» Given exercise
Reproduce all of the material exactly as shown.

[Stored entries]
○ ○ ○ ○
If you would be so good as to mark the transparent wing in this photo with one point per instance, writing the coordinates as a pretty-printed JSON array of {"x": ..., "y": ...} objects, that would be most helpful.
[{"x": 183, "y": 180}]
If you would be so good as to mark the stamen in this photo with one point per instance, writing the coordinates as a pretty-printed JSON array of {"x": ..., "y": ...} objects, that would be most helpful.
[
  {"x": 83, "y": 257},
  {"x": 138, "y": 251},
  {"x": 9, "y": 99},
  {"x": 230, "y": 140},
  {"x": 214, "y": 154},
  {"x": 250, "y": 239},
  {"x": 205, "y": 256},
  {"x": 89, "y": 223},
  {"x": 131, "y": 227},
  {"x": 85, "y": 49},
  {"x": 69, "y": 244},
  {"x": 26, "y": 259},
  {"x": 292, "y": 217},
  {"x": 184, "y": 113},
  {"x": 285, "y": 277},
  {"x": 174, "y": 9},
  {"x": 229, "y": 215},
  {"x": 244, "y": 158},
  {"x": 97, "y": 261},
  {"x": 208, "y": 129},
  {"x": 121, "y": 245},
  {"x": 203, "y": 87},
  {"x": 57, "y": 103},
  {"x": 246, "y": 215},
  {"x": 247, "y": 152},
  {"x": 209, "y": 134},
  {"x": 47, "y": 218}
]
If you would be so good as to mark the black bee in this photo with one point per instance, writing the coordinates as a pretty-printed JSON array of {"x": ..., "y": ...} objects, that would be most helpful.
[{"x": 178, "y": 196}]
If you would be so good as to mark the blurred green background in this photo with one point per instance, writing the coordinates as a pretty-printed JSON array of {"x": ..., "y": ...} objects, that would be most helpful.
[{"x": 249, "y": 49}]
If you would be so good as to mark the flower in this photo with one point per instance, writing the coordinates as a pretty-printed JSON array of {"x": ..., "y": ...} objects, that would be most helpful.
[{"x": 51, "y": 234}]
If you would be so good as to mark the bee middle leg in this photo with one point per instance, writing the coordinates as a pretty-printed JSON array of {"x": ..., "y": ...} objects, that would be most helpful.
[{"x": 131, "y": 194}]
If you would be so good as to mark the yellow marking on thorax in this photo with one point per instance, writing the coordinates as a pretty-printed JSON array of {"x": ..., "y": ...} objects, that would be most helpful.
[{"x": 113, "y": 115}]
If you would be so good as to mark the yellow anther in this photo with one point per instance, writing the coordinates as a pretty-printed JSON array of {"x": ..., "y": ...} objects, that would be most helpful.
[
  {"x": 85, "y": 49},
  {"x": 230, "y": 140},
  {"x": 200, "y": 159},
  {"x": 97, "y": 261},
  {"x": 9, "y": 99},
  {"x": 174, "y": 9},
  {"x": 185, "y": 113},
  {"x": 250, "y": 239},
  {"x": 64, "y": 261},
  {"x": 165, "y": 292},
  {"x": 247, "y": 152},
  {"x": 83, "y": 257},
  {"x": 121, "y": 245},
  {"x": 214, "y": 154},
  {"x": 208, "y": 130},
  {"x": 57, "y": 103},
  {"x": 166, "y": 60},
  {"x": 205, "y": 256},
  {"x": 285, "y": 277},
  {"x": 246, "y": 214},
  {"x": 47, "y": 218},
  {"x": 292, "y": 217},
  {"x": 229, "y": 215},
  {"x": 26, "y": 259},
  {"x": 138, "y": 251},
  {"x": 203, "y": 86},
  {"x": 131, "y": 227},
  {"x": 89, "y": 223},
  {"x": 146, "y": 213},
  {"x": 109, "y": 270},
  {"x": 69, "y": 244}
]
○ ○ ○ ○
» Task solution
If you would be so good as to mark the transparent wing in this photo with one point per instance, writing the coordinates as a pretty-printed JSON array of {"x": ..., "y": ...} objects, that would be most helpful.
[{"x": 183, "y": 180}]
If you would be so good as to mark the stamen in this photo with one point per instance, writing the coordinates as a pretty-printed JSON array of {"x": ..., "y": ...} objects, that would be most helpful.
[
  {"x": 83, "y": 257},
  {"x": 138, "y": 251},
  {"x": 9, "y": 99},
  {"x": 230, "y": 140},
  {"x": 214, "y": 154},
  {"x": 250, "y": 239},
  {"x": 205, "y": 256},
  {"x": 89, "y": 223},
  {"x": 131, "y": 227},
  {"x": 85, "y": 49},
  {"x": 69, "y": 244},
  {"x": 26, "y": 259},
  {"x": 292, "y": 217},
  {"x": 184, "y": 113},
  {"x": 285, "y": 277},
  {"x": 174, "y": 9},
  {"x": 229, "y": 215},
  {"x": 244, "y": 158},
  {"x": 97, "y": 261},
  {"x": 208, "y": 129},
  {"x": 121, "y": 245},
  {"x": 203, "y": 87},
  {"x": 57, "y": 103},
  {"x": 246, "y": 215},
  {"x": 247, "y": 152},
  {"x": 209, "y": 134},
  {"x": 47, "y": 218}
]
If you would be so good as to mark the black bee in this photo with one point per instance, writing the coordinates as a pretty-printed JSON array of {"x": ..., "y": ...} objects, that would be most helpful.
[{"x": 178, "y": 196}]
If you would be so good as to mark the blurred green background in this photo with one point per instance, writing the coordinates as a pretty-printed JSON array of {"x": ..., "y": ...} objects, that would be most helpful.
[{"x": 249, "y": 49}]
If you would be so good as to mark the flower in this photo with one point per instance, writing the coordinates as a pretty-printed JSON array of {"x": ..., "y": ...} objects, that would be most helpful.
[{"x": 51, "y": 234}]
If you would be so good as to mark the bee middle leg in this photo with one point per instance, writing the coordinates as a pretty-printed JSON array of {"x": ..., "y": ...} objects, that would be most helpful.
[{"x": 131, "y": 194}]
If you would be so good as to mark the yellow marking on thorax in this photo with one point per instance, writing the coordinates as a pretty-printed JSON array of {"x": ..., "y": ...} objects, that would be most helpful.
[{"x": 113, "y": 115}]
If you would be so good as to mark the yellow anther in this photo with one point per instance, writing the coordinates as a pretty-printed JSON array of {"x": ..., "y": ...} objects, that would be most helpful.
[
  {"x": 85, "y": 49},
  {"x": 230, "y": 140},
  {"x": 200, "y": 159},
  {"x": 97, "y": 261},
  {"x": 9, "y": 99},
  {"x": 174, "y": 9},
  {"x": 185, "y": 113},
  {"x": 250, "y": 239},
  {"x": 64, "y": 261},
  {"x": 165, "y": 292},
  {"x": 247, "y": 152},
  {"x": 83, "y": 257},
  {"x": 121, "y": 245},
  {"x": 214, "y": 154},
  {"x": 208, "y": 130},
  {"x": 57, "y": 103},
  {"x": 166, "y": 60},
  {"x": 205, "y": 256},
  {"x": 285, "y": 277},
  {"x": 246, "y": 214},
  {"x": 47, "y": 218},
  {"x": 292, "y": 217},
  {"x": 229, "y": 215},
  {"x": 26, "y": 259},
  {"x": 138, "y": 251},
  {"x": 203, "y": 86},
  {"x": 131, "y": 227},
  {"x": 89, "y": 223},
  {"x": 146, "y": 213},
  {"x": 109, "y": 270},
  {"x": 69, "y": 244}
]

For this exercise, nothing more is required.